TEXT:
Der Konsumgüterkonzern Henkel intensiviert die Zusammenarbeit mit SAP. IT- und Digitalchef Michael Nilles will in den nächsten Jahren auf S/4HANA umsteigen und gleichzeitig in die Cloud umziehen.
Persilschein für Innovation - Konsumgüterriese Henkel will enger mit SAP zusammenarbeiten, um seine digitale Transformation voranzubringen.
Persilschein für Innovation - Konsumgüterriese Henkel will enger mit SAP zusammenarbeiten, um seine digitale Transformation voranzubringen.
Foto: Henkel

Mit großen Worten beschreiben alle Beteiligten die erweiterte Partnerschaft zwischen SAP und Henkel. Da ist die Rede von einem großen Sprung und dem Vorstoß in eine neue Dimension. Carsten Knobel, Vorstandsvorsitzender von Henkel, bezeichnet die digitale Transformation neben Innovation und Nachhaltigkeit als eines der wichtigsten Elemente auf der Wachstumsagenda des deutschen Traditionskonzerns. "Deshalb freue ich mich, dass wir unsere langjährige Partnerschaft mit SAP nun auf ein neues Level heben können."

AUFGABE A: Schreiben Sie aus den Datensätzen den Abschnitt vom Anfang bis einschließlich der Zeile mit „[0,113,205,158]“ genau ab, und lassen Sie dabei die Bilder weg.
Der Text und die Datensätze haben nichts miteinander zu tun.

DIE EINGABE:
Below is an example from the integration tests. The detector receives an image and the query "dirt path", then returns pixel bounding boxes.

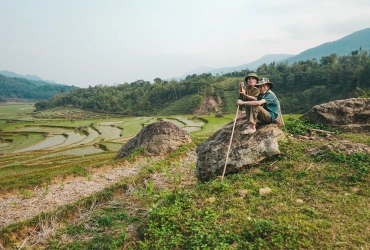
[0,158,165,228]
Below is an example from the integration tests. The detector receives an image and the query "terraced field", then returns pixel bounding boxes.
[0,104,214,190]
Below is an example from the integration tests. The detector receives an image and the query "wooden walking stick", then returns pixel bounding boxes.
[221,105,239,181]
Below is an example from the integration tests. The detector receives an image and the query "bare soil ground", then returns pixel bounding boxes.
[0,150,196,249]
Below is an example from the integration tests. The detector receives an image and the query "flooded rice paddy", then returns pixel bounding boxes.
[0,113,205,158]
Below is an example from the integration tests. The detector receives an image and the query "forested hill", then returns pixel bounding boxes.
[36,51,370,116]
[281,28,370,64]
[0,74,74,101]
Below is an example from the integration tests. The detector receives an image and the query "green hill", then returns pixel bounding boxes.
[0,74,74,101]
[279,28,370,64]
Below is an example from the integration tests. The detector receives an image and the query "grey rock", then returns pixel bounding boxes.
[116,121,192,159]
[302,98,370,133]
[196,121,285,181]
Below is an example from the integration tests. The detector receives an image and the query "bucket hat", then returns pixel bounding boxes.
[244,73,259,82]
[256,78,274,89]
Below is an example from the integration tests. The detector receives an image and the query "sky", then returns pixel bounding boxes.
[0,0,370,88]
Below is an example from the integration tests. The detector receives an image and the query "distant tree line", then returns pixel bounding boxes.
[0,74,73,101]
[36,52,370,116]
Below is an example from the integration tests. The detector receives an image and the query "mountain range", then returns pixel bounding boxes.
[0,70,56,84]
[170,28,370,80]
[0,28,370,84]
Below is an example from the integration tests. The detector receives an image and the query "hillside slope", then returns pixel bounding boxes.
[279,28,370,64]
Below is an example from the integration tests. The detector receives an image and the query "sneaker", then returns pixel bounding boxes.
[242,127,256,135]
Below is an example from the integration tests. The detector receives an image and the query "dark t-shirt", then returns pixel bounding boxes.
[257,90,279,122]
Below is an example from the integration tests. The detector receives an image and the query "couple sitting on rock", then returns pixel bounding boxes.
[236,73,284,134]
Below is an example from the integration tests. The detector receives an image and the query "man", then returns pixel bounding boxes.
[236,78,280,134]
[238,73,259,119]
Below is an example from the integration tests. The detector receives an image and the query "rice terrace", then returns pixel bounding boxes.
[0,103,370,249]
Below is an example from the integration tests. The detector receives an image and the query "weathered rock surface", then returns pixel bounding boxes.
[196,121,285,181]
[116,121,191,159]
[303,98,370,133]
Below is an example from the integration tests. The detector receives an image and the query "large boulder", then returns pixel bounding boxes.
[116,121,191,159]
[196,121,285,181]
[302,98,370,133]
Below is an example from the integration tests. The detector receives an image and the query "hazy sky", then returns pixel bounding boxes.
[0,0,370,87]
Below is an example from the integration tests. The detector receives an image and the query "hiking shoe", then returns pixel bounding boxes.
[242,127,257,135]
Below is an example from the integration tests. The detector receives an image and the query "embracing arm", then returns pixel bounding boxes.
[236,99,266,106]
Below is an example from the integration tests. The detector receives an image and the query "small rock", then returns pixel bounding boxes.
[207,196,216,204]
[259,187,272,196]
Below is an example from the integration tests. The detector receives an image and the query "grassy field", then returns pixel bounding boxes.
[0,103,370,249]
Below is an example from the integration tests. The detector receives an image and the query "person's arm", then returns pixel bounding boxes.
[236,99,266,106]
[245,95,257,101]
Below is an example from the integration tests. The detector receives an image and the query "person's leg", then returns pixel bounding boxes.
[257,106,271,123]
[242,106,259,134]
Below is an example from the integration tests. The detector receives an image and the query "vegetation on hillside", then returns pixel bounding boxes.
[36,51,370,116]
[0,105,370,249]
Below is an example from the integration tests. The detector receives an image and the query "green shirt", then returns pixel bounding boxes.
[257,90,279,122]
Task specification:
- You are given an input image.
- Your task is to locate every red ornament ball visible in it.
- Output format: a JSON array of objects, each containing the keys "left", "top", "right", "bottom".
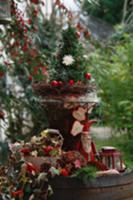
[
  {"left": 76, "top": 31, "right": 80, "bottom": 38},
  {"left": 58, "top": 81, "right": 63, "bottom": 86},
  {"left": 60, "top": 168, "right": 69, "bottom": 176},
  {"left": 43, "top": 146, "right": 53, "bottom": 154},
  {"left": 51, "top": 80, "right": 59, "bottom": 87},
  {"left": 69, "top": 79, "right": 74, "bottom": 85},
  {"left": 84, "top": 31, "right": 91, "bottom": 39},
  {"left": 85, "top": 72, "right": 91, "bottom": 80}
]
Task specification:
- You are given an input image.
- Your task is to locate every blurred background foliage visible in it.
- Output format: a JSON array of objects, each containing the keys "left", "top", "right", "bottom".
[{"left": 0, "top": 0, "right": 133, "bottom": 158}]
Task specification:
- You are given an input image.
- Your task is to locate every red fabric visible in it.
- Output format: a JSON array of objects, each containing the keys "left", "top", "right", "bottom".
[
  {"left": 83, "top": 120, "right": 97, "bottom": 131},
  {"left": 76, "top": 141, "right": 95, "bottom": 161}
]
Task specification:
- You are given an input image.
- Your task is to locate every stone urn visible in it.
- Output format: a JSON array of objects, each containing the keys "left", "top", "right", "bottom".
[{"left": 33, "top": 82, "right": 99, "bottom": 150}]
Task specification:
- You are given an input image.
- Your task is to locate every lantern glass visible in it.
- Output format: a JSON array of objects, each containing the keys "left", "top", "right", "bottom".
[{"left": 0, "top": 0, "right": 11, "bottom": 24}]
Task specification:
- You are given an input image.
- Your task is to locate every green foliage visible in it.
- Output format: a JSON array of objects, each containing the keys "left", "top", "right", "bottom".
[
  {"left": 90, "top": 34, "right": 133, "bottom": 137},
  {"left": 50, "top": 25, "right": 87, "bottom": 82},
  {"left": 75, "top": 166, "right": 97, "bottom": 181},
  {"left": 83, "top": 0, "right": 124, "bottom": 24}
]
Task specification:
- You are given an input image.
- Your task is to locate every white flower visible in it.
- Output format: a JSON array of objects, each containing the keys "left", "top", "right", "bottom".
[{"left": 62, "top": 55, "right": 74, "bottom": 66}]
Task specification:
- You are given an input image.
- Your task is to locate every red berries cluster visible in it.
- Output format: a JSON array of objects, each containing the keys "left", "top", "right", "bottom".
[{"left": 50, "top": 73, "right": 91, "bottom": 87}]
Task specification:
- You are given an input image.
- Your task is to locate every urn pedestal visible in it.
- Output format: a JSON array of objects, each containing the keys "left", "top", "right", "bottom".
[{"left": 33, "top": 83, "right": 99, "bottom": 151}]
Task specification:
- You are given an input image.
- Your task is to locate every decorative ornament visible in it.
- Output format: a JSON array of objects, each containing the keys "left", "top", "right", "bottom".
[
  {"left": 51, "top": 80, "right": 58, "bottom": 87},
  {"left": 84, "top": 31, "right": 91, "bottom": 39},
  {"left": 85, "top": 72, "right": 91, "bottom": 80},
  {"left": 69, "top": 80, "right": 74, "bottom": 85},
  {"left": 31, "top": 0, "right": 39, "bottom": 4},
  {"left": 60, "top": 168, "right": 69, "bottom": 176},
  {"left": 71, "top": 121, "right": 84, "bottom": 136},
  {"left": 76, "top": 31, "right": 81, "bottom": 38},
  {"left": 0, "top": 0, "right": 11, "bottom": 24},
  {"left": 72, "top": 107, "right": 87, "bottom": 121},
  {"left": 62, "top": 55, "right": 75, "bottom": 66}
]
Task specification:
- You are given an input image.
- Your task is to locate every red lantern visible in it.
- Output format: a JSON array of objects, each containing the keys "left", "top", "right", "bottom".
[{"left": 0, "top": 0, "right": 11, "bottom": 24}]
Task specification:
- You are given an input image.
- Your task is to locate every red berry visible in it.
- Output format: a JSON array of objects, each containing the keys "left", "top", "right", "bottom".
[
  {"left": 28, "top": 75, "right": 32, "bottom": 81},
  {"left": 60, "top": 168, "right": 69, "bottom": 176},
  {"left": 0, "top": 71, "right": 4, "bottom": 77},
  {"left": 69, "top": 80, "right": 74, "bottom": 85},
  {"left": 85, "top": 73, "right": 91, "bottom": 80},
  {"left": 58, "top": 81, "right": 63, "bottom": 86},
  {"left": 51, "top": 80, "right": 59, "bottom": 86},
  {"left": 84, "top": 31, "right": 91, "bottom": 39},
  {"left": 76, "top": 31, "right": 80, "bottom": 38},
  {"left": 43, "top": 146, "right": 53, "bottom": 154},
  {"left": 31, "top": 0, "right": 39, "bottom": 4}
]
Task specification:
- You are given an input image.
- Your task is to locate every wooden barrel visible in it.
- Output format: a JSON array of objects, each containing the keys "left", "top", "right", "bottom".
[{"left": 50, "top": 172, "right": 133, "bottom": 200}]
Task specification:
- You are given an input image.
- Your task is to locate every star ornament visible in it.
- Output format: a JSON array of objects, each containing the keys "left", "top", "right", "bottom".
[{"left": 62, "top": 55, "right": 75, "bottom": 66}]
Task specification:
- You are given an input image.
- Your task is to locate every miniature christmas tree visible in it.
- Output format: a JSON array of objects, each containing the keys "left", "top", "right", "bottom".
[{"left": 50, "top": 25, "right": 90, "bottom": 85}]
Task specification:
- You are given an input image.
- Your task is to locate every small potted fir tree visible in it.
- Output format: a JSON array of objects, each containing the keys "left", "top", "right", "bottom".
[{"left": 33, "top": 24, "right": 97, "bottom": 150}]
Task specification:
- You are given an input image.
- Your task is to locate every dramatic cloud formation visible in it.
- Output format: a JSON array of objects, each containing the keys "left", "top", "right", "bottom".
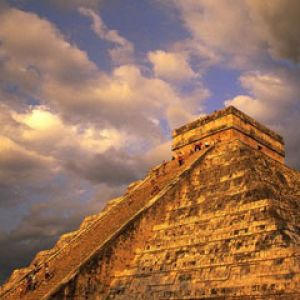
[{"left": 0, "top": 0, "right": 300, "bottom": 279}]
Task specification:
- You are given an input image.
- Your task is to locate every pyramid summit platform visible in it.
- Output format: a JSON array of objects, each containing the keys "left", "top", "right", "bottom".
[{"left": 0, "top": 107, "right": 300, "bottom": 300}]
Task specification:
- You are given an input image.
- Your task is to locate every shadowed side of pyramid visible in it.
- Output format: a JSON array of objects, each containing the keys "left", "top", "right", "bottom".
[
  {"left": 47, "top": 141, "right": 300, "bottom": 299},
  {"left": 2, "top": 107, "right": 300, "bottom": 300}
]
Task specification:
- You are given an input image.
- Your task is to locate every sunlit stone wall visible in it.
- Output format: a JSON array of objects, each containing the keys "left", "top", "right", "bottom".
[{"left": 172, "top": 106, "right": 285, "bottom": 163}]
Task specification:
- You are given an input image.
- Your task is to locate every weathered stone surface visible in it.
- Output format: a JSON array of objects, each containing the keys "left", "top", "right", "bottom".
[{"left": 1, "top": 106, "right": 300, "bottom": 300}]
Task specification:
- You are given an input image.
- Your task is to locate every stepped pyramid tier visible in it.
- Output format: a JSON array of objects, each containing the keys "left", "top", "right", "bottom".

AUFGABE B: Warum freut sich Carsten Knobel laut dem Text über Henkel und SAP, dass die Partnerschaft auf ein neues Level gehoben wird? Antworten Sie in ein bis drei Sätzen.

RICHTIGE ANTWORT A:
Below is an example from the integration tests. The detector receives an image and the query "dirt path", then returns pixel bounding boxes.

[0,158,165,228]
Below is an example from the integration tests. The detector receives an image and the query "terraced field", then returns pixel bounding boxes.
[0,104,214,190]
Below is an example from the integration tests. The detector receives an image and the query "wooden walking stick", then returns pixel bounding boxes.
[221,105,239,181]
Below is an example from the integration tests. The detector receives an image and the query "bare soil ground", then returns pixel bounding boxes.
[0,150,196,249]
Below is an example from the integration tests. The detector receives an image and the query "flooded rice paddy", then returns pixel bounding boxes.
[0,113,205,158]

RICHTIGE ANTWORT B: Carsten Knobel bezeichnet die digitale Transformation neben Innovation und Nachhaltigkeit als eines der wichtigsten Elemente auf der Wachstumsagenda von Henkel. Deshalb freut er sich, dass die langjährige Partnerschaft mit SAP nun auf ein neues Level gehoben werden kann.